**The request:**
Edit the records below by changing every "Give one point per instance" to "Give a single point for each instance" and leaving everything else as it is. Write the records out again without the pictures.

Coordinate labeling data
* START *

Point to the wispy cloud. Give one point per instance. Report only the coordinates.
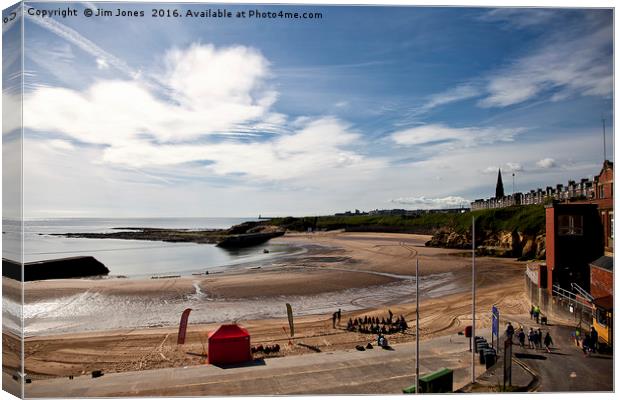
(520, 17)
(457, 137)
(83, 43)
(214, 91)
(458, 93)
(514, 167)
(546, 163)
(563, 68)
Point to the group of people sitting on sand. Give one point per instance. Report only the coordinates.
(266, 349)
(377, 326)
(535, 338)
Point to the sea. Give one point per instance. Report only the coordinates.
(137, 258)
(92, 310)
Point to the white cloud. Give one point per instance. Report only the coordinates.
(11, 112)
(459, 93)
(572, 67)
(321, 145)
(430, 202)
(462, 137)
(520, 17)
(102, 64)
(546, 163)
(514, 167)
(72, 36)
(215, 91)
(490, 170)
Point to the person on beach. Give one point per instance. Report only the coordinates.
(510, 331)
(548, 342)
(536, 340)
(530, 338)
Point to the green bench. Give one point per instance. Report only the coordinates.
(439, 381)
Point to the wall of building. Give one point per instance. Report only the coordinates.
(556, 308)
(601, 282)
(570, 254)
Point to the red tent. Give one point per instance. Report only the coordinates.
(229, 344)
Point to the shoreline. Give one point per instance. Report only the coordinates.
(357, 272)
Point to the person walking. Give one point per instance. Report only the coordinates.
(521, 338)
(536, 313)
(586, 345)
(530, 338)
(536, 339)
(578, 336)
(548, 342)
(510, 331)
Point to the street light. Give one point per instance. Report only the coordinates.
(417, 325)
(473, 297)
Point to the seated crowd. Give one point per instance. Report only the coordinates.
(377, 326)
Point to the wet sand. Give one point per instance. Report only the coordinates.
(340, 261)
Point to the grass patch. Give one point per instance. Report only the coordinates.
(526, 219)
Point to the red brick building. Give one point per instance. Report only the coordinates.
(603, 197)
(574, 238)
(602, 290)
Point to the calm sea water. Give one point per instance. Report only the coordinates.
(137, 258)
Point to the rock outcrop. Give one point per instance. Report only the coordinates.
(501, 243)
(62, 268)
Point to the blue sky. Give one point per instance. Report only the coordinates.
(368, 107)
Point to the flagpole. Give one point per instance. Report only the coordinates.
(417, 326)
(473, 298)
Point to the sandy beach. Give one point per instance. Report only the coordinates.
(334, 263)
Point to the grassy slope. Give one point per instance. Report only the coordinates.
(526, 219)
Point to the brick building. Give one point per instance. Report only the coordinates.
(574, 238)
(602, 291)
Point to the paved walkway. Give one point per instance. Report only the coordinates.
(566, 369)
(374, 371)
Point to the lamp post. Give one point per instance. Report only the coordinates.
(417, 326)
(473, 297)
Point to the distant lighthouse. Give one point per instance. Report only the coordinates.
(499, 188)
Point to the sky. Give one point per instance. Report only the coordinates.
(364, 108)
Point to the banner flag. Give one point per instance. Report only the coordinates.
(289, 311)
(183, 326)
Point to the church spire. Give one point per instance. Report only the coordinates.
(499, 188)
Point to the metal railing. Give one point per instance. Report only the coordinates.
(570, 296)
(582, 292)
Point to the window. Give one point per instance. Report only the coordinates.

* END *

**Solution to this task:**
Point to the wispy cloud. Give a single point for each instance. Report only the coordinates.
(520, 17)
(457, 137)
(83, 43)
(214, 91)
(458, 93)
(514, 167)
(546, 163)
(563, 68)
Point to the group of people sitting on sand. Give a single point for each instance. Report only the coordinates.
(266, 349)
(377, 326)
(535, 338)
Point to the sea. Give a single point for each instance. Report only the coordinates.
(137, 258)
(92, 310)
Point to the white cloud. Give a single point for each instance. Report only the coordinates.
(11, 112)
(459, 93)
(572, 67)
(321, 145)
(430, 202)
(462, 137)
(520, 17)
(102, 64)
(546, 163)
(514, 167)
(72, 36)
(215, 91)
(490, 170)
Point to the person on beach. Give a single point for each instance. Report only the coordinates.
(510, 331)
(548, 342)
(536, 340)
(530, 338)
Point to the green bench. Give a single point for each instance. Report only the coordinates.
(439, 381)
Point to the wall of building. Give a single point for each instance. Report only the coordinates.
(556, 308)
(601, 282)
(570, 254)
Point to the red tent. Give a single point for each instance. Report only the coordinates.
(229, 344)
Point to the shoreline. Give a single point for each instance. Report only the coordinates.
(357, 272)
Point to the person walking. Give a single point for each instance. Report only the coordinates.
(521, 338)
(536, 313)
(586, 345)
(530, 338)
(536, 339)
(578, 336)
(548, 342)
(510, 331)
Point to the street light. Give a single point for each instance. Report only the coordinates.
(417, 325)
(473, 297)
Point to the seated crowd. Give a single point for each instance. Report only the coordinates.
(377, 326)
Point to the wet sand. Give a single point for each instance. Report only the coordinates.
(340, 261)
Point to the grass patch. Give a single point for each instance. Report only the coordinates.
(526, 219)
Point to the red brick building. Give a single point for each instance. Report only the coordinates.
(603, 197)
(574, 238)
(602, 290)
Point to the calm sea water. Give a single point for each instance. Report only the coordinates.
(137, 258)
Point to the rock outcrop. Give a single point for each instance. Report only the coordinates.
(501, 243)
(62, 268)
Point to the blue sky. Give a single point for each instance. Report only the coordinates.
(368, 107)
Point to the flagpole. Give a single point for each instance. Report only the coordinates.
(417, 326)
(473, 298)
Point to the sandy beach. Give a single point for each instance. Report only the coordinates.
(334, 263)
Point to the grassy slope. Give a single point for each instance. Report only the coordinates.
(526, 219)
Point to the brick building. Give a single point for each instance. Report only the coordinates.
(574, 238)
(602, 291)
Point to the paved walkway. Give a single point for each instance. Report only the coordinates.
(566, 369)
(374, 371)
Point to the lamp post. Give a single point for each instance. Report only the coordinates.
(417, 326)
(473, 297)
Point to the distant lighthouse. Give a single point for each instance. Report only the coordinates.
(499, 188)
Point to the sky. Give a single point for each instance. Report only the coordinates.
(364, 108)
Point to the banner flag. Give a single point for each instance. Report only the coordinates.
(289, 311)
(183, 326)
Point to the church spire. Give a single point for each instance. Report only the coordinates.
(499, 188)
Point to the metal railing. Give a single point for each instance. Report only the coordinates.
(570, 296)
(582, 292)
Point to the window. Give a single point for each instance. Report only the coordinates.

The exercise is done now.